TO BE DONE:
Each record must be retyped in full. No character may differ.

# SUPPLIED RECORDS start

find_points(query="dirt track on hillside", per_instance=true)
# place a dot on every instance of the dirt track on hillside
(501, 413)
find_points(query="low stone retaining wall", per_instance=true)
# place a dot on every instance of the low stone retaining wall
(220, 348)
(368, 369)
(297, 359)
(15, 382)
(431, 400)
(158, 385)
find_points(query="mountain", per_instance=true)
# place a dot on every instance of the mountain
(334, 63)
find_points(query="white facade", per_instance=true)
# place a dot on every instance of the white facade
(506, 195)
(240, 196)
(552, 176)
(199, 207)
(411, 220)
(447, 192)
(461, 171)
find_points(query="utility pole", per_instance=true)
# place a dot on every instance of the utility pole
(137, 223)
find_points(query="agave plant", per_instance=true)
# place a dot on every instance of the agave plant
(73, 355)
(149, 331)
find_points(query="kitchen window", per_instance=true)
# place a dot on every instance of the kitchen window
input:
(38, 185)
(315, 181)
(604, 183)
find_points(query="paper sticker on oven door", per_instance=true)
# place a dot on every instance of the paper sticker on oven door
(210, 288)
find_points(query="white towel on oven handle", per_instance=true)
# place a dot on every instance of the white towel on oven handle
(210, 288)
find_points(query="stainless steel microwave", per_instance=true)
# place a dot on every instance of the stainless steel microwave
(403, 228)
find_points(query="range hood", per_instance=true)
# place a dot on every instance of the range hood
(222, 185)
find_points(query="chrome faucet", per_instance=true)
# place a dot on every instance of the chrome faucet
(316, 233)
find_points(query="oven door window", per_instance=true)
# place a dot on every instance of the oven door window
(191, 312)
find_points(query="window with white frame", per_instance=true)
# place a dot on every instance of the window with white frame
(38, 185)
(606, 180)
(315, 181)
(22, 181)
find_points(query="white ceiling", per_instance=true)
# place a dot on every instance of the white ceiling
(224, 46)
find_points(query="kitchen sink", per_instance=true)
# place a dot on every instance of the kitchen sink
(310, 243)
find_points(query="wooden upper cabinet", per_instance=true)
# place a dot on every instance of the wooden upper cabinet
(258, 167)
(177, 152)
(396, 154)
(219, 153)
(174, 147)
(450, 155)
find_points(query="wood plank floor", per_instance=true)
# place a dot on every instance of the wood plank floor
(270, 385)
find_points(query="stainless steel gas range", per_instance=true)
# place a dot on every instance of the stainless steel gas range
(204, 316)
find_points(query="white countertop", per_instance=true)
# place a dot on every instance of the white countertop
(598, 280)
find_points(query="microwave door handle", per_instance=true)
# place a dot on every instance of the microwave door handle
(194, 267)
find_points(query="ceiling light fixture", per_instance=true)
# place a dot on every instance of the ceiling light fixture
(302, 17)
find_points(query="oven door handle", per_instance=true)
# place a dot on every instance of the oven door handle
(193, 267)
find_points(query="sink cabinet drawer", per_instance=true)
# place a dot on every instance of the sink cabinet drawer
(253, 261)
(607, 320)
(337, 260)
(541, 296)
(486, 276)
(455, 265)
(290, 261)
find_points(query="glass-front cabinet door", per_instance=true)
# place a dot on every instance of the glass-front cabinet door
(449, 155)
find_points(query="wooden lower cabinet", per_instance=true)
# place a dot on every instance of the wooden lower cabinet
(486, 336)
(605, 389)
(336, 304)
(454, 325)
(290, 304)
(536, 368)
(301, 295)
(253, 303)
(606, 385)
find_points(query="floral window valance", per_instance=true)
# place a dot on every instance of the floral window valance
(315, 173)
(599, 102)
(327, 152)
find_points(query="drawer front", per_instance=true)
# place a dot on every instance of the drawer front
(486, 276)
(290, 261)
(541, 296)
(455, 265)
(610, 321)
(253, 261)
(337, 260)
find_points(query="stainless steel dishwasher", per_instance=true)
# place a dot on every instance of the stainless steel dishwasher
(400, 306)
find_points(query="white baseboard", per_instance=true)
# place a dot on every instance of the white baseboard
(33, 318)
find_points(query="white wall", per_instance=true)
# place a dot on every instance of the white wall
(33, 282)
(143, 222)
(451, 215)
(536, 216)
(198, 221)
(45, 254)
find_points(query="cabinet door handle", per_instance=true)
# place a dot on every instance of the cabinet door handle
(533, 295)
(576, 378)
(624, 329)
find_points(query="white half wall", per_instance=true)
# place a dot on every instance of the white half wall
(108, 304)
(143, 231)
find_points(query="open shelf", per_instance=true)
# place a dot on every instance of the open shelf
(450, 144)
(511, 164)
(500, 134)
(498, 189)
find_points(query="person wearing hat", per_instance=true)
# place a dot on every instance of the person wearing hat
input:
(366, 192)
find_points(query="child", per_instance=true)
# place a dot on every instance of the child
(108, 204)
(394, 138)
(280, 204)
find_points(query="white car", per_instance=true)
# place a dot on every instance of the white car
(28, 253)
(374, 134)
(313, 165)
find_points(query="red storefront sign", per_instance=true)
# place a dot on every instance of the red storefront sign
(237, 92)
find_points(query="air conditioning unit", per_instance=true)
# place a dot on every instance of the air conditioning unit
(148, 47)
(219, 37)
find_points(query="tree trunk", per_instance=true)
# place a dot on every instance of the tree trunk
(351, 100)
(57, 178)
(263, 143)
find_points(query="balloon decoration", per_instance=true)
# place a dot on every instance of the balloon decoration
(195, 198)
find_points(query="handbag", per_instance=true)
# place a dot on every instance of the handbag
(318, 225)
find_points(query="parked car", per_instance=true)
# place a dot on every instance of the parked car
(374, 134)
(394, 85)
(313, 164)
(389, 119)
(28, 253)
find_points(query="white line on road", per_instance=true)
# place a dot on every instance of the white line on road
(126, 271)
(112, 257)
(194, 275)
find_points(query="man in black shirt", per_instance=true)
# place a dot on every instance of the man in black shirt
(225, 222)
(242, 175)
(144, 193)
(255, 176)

# SUPPLIED RECORDS end

WRITTEN ANSWER:
find_points(query="dirt track on hillside", per_instance=true)
# place a dot on every instance of the dirt track on hillside
(501, 413)
find_points(query="low stone retaining wall", per_instance=true)
# place a dot on every instance of the low stone retaining wall
(220, 348)
(368, 369)
(297, 359)
(15, 382)
(431, 400)
(158, 385)
find_points(query="mountain", per_instance=true)
# place a dot on every instance of the mountain
(334, 63)
find_points(query="white facade", per_instance=true)
# place a dot on every instance of the white facade
(506, 195)
(240, 196)
(552, 176)
(199, 207)
(411, 220)
(447, 192)
(461, 171)
find_points(query="utility pole", per_instance=true)
# place a dot on every instance of the utility pole
(137, 223)
find_points(query="agave plant", per_instance=true)
# place a dot on every instance of the agave plant
(73, 355)
(149, 331)
find_points(query="kitchen window", per_instance=true)
# place a dot on every instance of the kitchen window
input:
(38, 185)
(315, 181)
(604, 183)
find_points(query="paper sticker on oven door", per_instance=true)
# place a dot on every instance of the paper sticker on oven door
(210, 288)
find_points(query="white towel on oven handle", per_instance=true)
# place a dot on every instance of the white towel on oven handle
(210, 288)
find_points(query="stainless steel microwave", per_instance=true)
# place a dot on every instance of the stainless steel microwave
(403, 228)
find_points(query="range hood", per_instance=true)
# place a dot on every instance of the range hood
(222, 185)
find_points(query="chrome faucet", per_instance=true)
# place a dot on every instance of the chrome faucet
(316, 233)
find_points(query="oven door window", per_instance=true)
# place a dot on every instance of the oven door window
(191, 312)
find_points(query="window with white frame", per_instance=true)
# place a dot on every instance of the window with white frame
(38, 185)
(606, 180)
(315, 181)
(22, 181)
find_points(query="white ceiling", per_instance=true)
# place a dot on every instance of the white ceiling
(224, 46)
find_points(query="kitchen sink", per_instance=true)
# place a dot on every instance of the kitchen sink
(310, 243)
find_points(query="wooden upper cabinet", per_instance=true)
# place a dot on every instance of the wooden upper cabinet
(258, 167)
(177, 152)
(396, 154)
(219, 153)
(174, 147)
(450, 155)
find_points(query="wood plank floor", per_instance=true)
# place a dot on every instance of the wood plank floor
(270, 385)
find_points(query="stainless steel gas range", per_instance=true)
# place a dot on every instance of the stainless steel gas range
(204, 316)
find_points(query="white countertop", per_instance=true)
# place a dot on every instance of the white countertop
(598, 280)
find_points(query="microwave door handle", per_instance=true)
# place a dot on every instance of the microwave door handle
(194, 267)
find_points(query="ceiling light fixture", per_instance=true)
# place a dot on every instance of the ceiling light fixture
(302, 17)
find_points(query="oven door handle", per_instance=true)
# place a dot on every instance of the oven door handle
(193, 267)
find_points(query="sink cabinet drawer", per_instance=true)
# place a dot on every instance of the sink cabinet drawer
(253, 261)
(607, 320)
(337, 260)
(541, 296)
(486, 276)
(455, 265)
(290, 261)
find_points(query="glass-front cabinet door", per_instance=true)
# place a dot on every instance of the glass-front cabinet door
(449, 155)
find_points(query="wooden lower cabinet", per_instance=true)
# place a dot on every instance of the wooden lower cabinet
(486, 336)
(605, 389)
(336, 304)
(454, 325)
(290, 304)
(536, 368)
(301, 295)
(253, 303)
(606, 385)
find_points(query="floral window valance", per_instance=true)
# place a dot on every instance of the floral window valance
(315, 173)
(599, 102)
(327, 152)
find_points(query="drawer front", per_instance=true)
# place a dot on every instance of the drawer front
(486, 276)
(290, 261)
(541, 296)
(455, 265)
(610, 321)
(253, 261)
(337, 260)
find_points(query="stainless steel dishwasher", per_instance=true)
# place a dot on every instance of the stainless steel dishwasher
(400, 306)
find_points(query="white baseboard", per_instance=true)
# place a dot on every instance of the white baseboard
(33, 318)
find_points(query="white wall", per_instance=true)
# place a dot on every instance of the white wall
(33, 282)
(143, 222)
(451, 215)
(536, 216)
(198, 221)
(45, 254)
find_points(query="cabinet door handle", per_instance=true)
# place a dot on every instance of the cabinet door handle
(533, 295)
(576, 378)
(624, 329)
find_points(query="white half wall", per_instance=true)
# place a dot on every instance of the white half wall
(108, 304)
(143, 231)
find_points(query="open shelf", per_instance=true)
# place a dot on every instance of the open shelf
(450, 144)
(511, 164)
(500, 134)
(498, 189)
find_points(query="person wearing hat", per_instance=true)
# place a dot on every instance of the person wearing hat
input:
(366, 192)
find_points(query="child", per_instance=true)
# place a dot on every instance of the child
(108, 204)
(394, 138)
(280, 204)
find_points(query="white car", per_instance=true)
# place a dot on every instance of the white car
(28, 253)
(374, 134)
(313, 165)
find_points(query="red storefront sign", per_instance=true)
# place a dot on every instance of the red storefront sign
(237, 92)
find_points(query="air conditioning unit", per_instance=true)
# place a dot on every instance of the air conditioning unit
(148, 47)
(219, 37)
find_points(query="tree trunk", per_instance=true)
# place a dot on every instance of the tree trunk
(351, 100)
(57, 178)
(263, 143)
find_points(query="balloon decoration", per_instance=true)
# place a dot on every instance of the balloon decoration
(195, 198)
find_points(query="handbag", per_instance=true)
# place a dot on every instance of the handbag
(318, 225)
find_points(query="parked car", per_instance=true)
# place a dot on every instance of the parked car
(374, 134)
(394, 85)
(313, 164)
(389, 119)
(28, 253)
find_points(query="white line on road", per_instance=true)
# place a dot on every instance of the white line on road
(126, 271)
(112, 257)
(194, 275)
find_points(query="man in black shirt", per_instance=true)
# place a dot on every instance of the man in black shirt
(225, 222)
(242, 175)
(144, 193)
(255, 176)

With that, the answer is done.